> [Provided material]:
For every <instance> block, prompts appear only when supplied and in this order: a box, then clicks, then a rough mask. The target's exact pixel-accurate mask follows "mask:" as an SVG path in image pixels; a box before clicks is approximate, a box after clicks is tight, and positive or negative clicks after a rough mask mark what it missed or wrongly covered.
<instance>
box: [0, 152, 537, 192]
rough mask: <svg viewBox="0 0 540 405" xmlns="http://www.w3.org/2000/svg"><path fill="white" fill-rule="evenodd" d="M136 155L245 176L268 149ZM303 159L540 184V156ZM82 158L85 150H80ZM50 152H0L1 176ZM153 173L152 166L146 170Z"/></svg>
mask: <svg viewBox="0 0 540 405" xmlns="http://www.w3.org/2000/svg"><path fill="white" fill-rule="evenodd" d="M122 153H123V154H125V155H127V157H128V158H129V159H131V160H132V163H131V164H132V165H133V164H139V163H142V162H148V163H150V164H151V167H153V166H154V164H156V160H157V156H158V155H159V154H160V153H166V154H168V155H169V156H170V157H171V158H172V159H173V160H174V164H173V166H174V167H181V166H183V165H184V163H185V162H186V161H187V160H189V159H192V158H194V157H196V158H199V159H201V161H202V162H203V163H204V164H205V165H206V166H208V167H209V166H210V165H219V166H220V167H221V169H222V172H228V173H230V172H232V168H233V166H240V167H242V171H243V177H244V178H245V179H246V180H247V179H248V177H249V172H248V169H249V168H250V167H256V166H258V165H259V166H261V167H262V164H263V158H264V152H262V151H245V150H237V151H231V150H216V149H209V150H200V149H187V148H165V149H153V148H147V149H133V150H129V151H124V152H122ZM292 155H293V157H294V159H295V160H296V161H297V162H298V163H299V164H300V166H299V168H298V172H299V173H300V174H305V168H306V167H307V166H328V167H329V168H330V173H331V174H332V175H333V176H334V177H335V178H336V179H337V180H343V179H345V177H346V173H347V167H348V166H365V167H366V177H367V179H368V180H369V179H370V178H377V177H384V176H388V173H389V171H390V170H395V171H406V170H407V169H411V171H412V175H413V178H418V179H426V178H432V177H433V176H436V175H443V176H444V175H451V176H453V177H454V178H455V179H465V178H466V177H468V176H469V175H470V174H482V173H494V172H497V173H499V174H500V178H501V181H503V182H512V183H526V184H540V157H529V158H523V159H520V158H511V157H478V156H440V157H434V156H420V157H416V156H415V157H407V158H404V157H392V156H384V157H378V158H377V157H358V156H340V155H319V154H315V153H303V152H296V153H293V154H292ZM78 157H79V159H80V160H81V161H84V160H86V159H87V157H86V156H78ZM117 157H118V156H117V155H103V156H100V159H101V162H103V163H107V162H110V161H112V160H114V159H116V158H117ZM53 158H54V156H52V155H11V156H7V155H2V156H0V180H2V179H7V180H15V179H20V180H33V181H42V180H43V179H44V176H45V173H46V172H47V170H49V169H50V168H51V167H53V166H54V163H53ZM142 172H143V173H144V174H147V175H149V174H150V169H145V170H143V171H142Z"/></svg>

> [Work order]:
Please print exactly what appears from the first line of the data through the line with "box: [0, 152, 537, 192]", including both of those lines and nothing past them.

> [Exercise solution]:
For every <instance> block, prompts appear only when supplied and in this order: a box, then clicks, then a rough mask. The target's exact pixel-accurate mask follows "mask:" as an SVG path in image pixels; a box before clicks is approximate, a box after clicks is tight, and positive or negative clicks after a rough mask mark what it missed or wrongly covered.
<instance>
box: [0, 152, 537, 192]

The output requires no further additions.